BEGIN
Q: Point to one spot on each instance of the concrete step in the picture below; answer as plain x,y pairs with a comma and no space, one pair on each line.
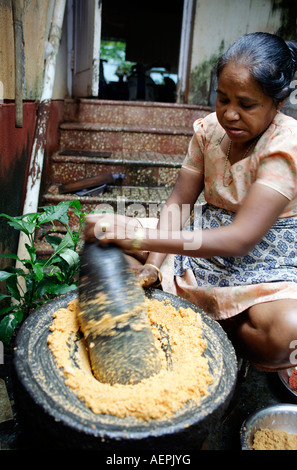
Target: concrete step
133,112
135,201
138,168
123,137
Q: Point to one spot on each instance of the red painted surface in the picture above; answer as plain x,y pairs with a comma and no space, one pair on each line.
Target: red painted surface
15,151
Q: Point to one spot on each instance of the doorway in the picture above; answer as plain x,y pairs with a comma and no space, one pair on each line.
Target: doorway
140,47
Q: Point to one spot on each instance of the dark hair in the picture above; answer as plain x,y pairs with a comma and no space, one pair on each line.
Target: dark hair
271,60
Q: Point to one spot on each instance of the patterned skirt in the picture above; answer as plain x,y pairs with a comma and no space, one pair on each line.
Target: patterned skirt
224,287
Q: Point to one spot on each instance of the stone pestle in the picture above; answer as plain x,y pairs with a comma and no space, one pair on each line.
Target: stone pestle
113,318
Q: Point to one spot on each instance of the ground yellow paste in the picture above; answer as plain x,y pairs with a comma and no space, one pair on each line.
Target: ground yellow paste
274,439
157,397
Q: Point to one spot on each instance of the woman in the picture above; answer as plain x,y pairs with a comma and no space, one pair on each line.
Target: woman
241,267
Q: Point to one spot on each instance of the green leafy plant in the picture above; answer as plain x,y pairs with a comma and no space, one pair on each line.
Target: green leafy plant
35,281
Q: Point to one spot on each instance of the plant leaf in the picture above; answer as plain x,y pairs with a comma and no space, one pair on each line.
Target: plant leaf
7,326
71,257
5,275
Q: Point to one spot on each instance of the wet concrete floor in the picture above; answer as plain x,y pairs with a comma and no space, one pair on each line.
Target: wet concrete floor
254,390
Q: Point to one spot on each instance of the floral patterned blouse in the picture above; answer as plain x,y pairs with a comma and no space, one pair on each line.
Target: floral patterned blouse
273,162
224,287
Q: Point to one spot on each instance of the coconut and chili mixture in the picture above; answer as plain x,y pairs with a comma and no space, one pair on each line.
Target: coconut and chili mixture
274,439
157,397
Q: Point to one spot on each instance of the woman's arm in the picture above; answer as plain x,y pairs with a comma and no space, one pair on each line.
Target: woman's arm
178,207
261,208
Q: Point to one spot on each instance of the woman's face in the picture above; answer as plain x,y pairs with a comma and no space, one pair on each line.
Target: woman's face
242,108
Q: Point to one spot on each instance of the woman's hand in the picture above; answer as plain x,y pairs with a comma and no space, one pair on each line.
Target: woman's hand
148,275
107,228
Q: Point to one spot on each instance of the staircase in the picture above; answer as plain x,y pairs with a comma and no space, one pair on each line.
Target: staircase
143,143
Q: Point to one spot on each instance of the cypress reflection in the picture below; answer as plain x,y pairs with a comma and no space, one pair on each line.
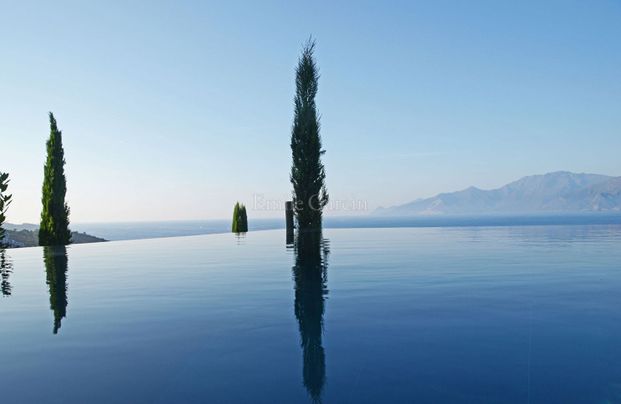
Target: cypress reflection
55,259
310,277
END
Exercise details: Repeat the material line for line. Pictures stay out of the copy.

Exercise response:
Q: Point to one spot on each instance of the concrete step in the picture below; answer as plain x,y pairs with a comma and no space, one pair on each line.
Target: concrete step
133,112
135,201
138,168
123,137
Q: Point to one spot on each instance of the red painted surface in the picture above; answer as plain x,y pairs with a comma and no space, one pair on each line.
Target: red painted surface
15,151
Q: Point to one spot on each instance of the doorway in the picture above; answer as plain x,y pairs with a comma and no space, one pair on each line.
Target: doorway
140,47
Q: Point to one spot on each instance of the dark hair in the picture above; answer as plain x,y pairs with a comma and no space, one pair on each line.
Target: dark hair
271,60
Q: Point to one spot on each instance of the patterned skirt in the picture above; answer as plain x,y pairs with a comma and no space, one pair on each line.
Target: patterned skirt
224,287
Q: Point to one spot on each instance of the stone pestle in the picture above; answer as plain x,y pairs with a comma and no space, one pair on each line.
Target: stone pestle
113,318
Q: Point to one spot on each instance of the ground yellow paste in the picture above; answer as plain x,y pairs with a comma and no space, one pair on each line.
Target: ground yellow paste
274,439
157,397
Q: Point to one spot on each instance of the woman in the picture above; answer as plain x,y pairs with a comma and no space, one pair on each line.
Target: woman
241,267
Q: Point to one spot on each instance of the green leafy plant in the picture above; answer as plain x,y pairs with a comma and no space, one pair on each line.
Target: green leafy plant
35,281
Q: Point to one spot on each instance of the plant leaf in the picture above; answer as plain x,y pairs with a comma and no space, one pair on each line.
Target: plant leaf
7,326
71,257
5,275
Q: Point to one spot on each instance of the wet concrete floor in the picture above; answer as plain x,y pairs with a comma and no space, one pair on each line.
Target: wet concrete floor
254,390
Q: Point to one spot on each instance of the floral patterned blouse in the picture above; answer as plain x,y pairs with a comma and no space, one pair on each line.
Target: floral patterned blouse
273,162
224,287
Q: Point to one spot on each instance of the coconut and chili mixture in the picture above; answer as plain x,y pairs with a comma and no space, one pair on each line.
Target: coconut and chili mixture
274,439
157,397
Q: Point to one spot on each instance of the woman's arm in the picture above; answer as plain x,y pairs with a comma and no space, one pair on each line.
Target: woman's arm
178,207
261,208
Q: Point to one spot on each instance of the woman's face in the picture above; answer as plain x,y pairs with a comma and no space, one pair on each line.
Target: woman's face
242,108
Q: Point to one spot on each instance of the woman's hand in the picture above; answer as plain x,y pairs with a comma and no space, one pair on each line.
Target: woman's hand
148,275
107,228
Q: Point to one spot on each instance of the staircase in the picture above; answer as plain x,y pairs with a comma and no space, one pair on each line.
Target: staircase
143,143
Q: Point to one spot on each instance of the cypress reflection in the picture below; answer as plain x,y pairs with a comma and no space, one pair on each line.
Target: cypress reflection
55,259
310,277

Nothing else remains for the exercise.